- _To do_
Please count the lines in the items below that contain the string "blue", with matching case, and reply with only the number.

- _Excerpted data_
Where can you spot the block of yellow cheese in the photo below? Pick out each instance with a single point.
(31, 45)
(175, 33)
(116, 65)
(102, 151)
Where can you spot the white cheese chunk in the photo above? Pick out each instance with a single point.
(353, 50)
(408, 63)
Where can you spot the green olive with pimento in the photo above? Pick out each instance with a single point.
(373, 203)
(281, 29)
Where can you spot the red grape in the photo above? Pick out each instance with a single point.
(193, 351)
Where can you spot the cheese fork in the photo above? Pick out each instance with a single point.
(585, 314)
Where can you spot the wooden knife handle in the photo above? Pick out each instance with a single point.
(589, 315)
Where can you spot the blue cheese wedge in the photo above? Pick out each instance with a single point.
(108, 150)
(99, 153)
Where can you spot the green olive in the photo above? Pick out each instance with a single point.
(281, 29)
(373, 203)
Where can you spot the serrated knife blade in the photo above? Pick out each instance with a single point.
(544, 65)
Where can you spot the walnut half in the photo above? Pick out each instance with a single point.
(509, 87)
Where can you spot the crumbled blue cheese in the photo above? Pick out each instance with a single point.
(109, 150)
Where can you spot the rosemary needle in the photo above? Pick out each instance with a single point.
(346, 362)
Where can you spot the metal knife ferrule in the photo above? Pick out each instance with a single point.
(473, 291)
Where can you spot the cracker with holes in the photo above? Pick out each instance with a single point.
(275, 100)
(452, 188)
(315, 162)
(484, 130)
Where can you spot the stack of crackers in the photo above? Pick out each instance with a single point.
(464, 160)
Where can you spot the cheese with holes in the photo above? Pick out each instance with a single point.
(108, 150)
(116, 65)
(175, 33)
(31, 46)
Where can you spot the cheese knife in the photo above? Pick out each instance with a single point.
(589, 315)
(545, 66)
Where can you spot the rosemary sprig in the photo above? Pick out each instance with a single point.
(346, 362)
==
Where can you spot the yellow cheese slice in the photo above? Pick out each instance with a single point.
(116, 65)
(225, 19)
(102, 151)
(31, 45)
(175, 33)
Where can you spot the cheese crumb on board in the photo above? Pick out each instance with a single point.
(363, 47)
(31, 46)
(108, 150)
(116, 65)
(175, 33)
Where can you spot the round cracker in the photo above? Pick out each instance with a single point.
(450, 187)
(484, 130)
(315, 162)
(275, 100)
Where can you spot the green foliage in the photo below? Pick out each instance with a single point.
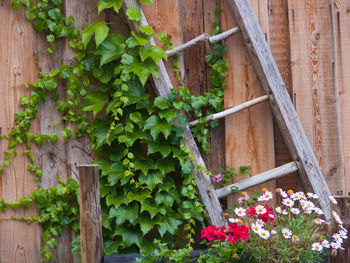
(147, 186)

- _Solution_
2